* Text to read *
[InterMine Dev] Is it useful to use RAMDirectory for indexing lucene keywords?

Colin colin.diesh at gmail.com
Mon Nov 21 17:35:59 GMT 2016

Thanks for the comments Justin. I also think the solr/elasticsearch is
still interesting and my branch has a little demo of using solr.

With the existing code with lucene,  I am not sure that it makes since to
use RAMDirectory during loading/postprocessing but I think trying to figure
out the "batch size" for committing the index to disk might be important.

Not sure if that is already optimized or not!


On Mon, Nov 21, 2016 at 8:26 AM, Justin Clark-Casey <justincc at intermine.org>

> Hi Hongkee,
> I believe (though I have not rigorously tested), that InterMine's Lucene
> indexing is CPU bound rather than IO bound.  Therefore, I don't expect that
> using a RAMDirectory would help much, though I'd be very interested in
> seeing numbers if you do try it.
> One could maybe more productively tackle the CPU bound by doing indexing
> work over multiple cores.  At the moment, as you can see from
> KeywordSearch.createIndex(), the indexing is currently done on a single
> thread via InterMineObjectFetcher.  One could have 8 fetchers instead, for
> instance, though more significant code change is probably required to split
> all the indexable InterMine objects into 8 workloads.
> But in any case, I should tell you that we're currently looking at
> updating the search approach, quite possibly by moving to Elasticsearch or
> Solr (currently leaning towards Elasticsearch).  So indexing may be carried
> out differently and I wouldn't want you to waste time on an approach
> (embedded Lucene) that may go away.  That said, we still need to consider
> how to keep providing a good out-of-the-box search experience.

* Stored rows *
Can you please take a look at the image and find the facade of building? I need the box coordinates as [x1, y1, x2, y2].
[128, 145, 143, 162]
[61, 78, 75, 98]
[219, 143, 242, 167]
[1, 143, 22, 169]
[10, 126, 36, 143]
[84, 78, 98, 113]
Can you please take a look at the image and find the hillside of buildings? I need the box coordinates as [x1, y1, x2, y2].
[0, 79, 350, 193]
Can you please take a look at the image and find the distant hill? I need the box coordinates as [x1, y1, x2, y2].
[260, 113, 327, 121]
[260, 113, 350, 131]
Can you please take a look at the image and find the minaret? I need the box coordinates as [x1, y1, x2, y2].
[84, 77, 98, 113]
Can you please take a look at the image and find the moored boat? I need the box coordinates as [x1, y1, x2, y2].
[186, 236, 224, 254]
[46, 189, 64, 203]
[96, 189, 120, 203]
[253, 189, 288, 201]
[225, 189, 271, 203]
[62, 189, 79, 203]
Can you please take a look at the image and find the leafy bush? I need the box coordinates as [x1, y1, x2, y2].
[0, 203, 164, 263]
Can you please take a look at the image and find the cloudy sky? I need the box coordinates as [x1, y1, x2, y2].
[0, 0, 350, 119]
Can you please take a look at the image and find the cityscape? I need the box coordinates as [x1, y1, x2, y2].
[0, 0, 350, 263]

==

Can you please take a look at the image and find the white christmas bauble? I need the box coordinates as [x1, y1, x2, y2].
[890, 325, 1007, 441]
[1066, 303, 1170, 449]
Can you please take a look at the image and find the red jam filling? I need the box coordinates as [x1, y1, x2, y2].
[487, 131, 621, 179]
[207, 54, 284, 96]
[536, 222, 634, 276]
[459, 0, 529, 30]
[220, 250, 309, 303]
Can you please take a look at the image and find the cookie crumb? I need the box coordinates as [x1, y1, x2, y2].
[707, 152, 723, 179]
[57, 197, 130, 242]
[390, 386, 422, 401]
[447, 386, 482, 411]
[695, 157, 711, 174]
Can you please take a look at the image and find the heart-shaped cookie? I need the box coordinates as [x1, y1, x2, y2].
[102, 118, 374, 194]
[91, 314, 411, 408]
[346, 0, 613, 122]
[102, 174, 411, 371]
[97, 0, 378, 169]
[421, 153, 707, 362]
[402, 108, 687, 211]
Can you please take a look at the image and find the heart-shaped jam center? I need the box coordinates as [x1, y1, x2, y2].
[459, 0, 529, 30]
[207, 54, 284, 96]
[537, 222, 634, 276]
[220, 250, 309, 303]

==

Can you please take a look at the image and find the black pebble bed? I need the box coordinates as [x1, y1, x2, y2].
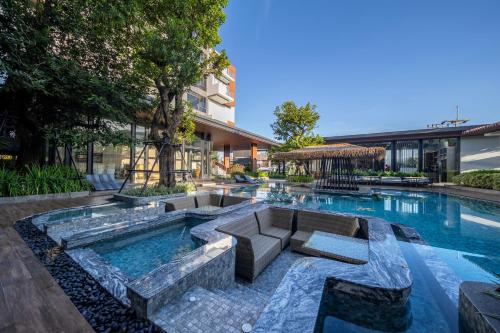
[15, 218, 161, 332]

* Exercise task 1 *
Could you print the part of the Lucene indexing thread between "With the existing" and "you do try it.", inclusive?
* Exercise task 2 *
Would you carry on the mailing-list thread about Lucene indexing past its last line?

* Task result 1 *
With the existing code with lucene,  I am not sure that it makes since to
use RAMDirectory during loading/postprocessing but I think trying to figure
out the "batch size" for committing the index to disk might be important.

Not sure if that is already optimized or not!


On Mon, Nov 21, 2016 at 8:26 AM, Justin Clark-Casey <justincc at intermine.org>

> Hi Hongkee,
> I believe (though I have not rigorously tested), that InterMine's Lucene
> indexing is CPU bound rather than IO bound.  Therefore, I don't expect that
> using a RAMDirectory would help much, though I'd be very interested in
> seeing numbers if you do try it.

* Task result 2 *
> You can see some work by Colin Diesh that gets InterMine working with Solr
> instead of embedded Lucene here [1].
> [1] https://github.com/intermine/intermine/issues/517
> --
> Justin Clark-Casey, Synbiomine/InterMine Developer
> http://synbiomine.org
> http://twitter.com/justincc
> On 18/11/16 11:12, HongKee Moon wrote:
>> Hi all,
>> I am quite curios about RAMDirectory for indexing lucene keywords because
>> normally “postprocess” takes quite long time.
>> Do you guys think RAMDirectory would be better/faster option to doing
>> “postprocess” task?
>> Supposedly, it must be faster to write/gunzip after restoring indexed
>> files from the database after the webapp starts with RAMDirectoy.
>> Could you share your experience of using RAMDirectory instead of
>> FSDirectly if you are currently using it for improving performance of
>> intermine tasks?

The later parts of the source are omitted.